-- The data start --
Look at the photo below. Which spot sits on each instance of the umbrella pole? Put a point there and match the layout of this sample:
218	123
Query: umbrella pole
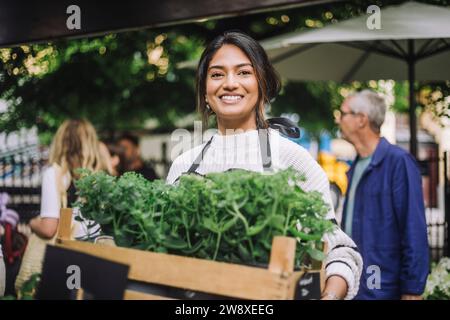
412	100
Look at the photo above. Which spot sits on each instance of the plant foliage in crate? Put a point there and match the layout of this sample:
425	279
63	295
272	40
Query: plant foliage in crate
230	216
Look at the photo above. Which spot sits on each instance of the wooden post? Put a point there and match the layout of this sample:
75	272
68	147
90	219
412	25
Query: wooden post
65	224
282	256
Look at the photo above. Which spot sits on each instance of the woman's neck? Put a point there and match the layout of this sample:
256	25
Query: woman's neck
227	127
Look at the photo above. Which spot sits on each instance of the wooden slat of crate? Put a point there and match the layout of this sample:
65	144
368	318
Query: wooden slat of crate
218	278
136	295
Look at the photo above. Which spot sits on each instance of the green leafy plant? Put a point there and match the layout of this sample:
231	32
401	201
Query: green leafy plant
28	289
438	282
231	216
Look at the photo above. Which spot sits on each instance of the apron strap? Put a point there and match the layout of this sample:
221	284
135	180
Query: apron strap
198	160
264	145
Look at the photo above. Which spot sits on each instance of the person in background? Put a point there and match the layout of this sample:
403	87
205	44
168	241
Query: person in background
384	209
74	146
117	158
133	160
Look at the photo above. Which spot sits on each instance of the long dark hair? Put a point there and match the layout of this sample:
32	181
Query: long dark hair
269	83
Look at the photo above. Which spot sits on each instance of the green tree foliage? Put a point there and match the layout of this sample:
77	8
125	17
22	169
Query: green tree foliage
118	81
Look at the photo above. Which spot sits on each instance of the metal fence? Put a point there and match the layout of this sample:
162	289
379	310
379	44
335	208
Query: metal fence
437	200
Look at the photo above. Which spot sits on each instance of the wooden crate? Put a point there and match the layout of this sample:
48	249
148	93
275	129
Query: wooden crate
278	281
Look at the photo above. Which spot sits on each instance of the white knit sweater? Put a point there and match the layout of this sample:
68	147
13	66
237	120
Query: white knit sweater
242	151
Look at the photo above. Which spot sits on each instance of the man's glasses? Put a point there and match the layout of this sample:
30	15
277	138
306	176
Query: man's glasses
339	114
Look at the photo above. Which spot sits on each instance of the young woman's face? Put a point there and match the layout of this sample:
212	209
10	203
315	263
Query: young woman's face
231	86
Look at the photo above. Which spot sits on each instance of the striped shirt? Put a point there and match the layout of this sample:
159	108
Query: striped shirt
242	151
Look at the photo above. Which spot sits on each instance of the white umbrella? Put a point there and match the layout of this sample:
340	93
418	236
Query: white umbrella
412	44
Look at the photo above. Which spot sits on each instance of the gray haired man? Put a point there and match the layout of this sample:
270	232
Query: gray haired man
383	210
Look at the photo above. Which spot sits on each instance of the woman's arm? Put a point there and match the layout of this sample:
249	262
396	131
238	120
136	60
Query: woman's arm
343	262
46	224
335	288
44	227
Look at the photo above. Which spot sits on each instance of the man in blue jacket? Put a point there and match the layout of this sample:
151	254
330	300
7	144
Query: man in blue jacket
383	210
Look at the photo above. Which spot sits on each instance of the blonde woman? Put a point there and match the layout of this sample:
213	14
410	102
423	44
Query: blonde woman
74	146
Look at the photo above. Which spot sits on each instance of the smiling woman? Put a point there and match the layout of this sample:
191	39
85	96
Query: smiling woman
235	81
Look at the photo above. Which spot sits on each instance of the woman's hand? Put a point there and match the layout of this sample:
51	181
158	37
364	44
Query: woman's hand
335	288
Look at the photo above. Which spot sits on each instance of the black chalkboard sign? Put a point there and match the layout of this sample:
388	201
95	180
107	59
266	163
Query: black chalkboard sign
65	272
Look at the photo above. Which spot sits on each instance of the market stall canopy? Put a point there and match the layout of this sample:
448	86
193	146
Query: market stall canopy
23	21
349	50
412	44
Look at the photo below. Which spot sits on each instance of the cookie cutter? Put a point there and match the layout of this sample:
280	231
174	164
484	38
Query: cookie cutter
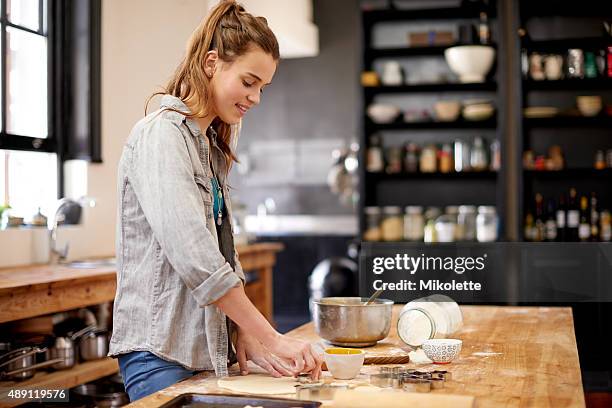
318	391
-- The data end --
Output exactly the lines from the line with "of the blonde" to the last line of the records, including both, and leave every picture out.

### Result below
Look at the photo above. Which spot sits on each instance of the blonde woman? Put a point there and match the layout of this sample:
213	14
410	102
423	44
Query: blonde woman
74	146
Look at the photo above. Which spot sits on each instance of the smiling woman? Put a point there and match the layout of this sample:
191	39
85	96
Query: smiling woman
235	81
Look at the photo above. Which spot sits on each instance of the woman's hand? Put a point there and match the layout of this sample:
51	181
158	37
364	44
Query: woman's hand
335	288
Look at the photo above. Which spot sits on each instance of the black chalkboard sign? Put a point there and match the layout of this sample:
388	201
95	180
107	59
266	163
Query: black chalkboard sign
65	272
Look at the photo above. Which spot sits on each instance of the market stall canopy? Put a point there and match the layout of this sample:
448	86
193	146
Query: market stall canopy
23	21
349	50
412	44
Look at the photo below. Which spot sits on each instance of the cookie cutter? Put a point there and match the layout of this sample:
280	231
174	164
484	38
Query: cookie cutter
318	391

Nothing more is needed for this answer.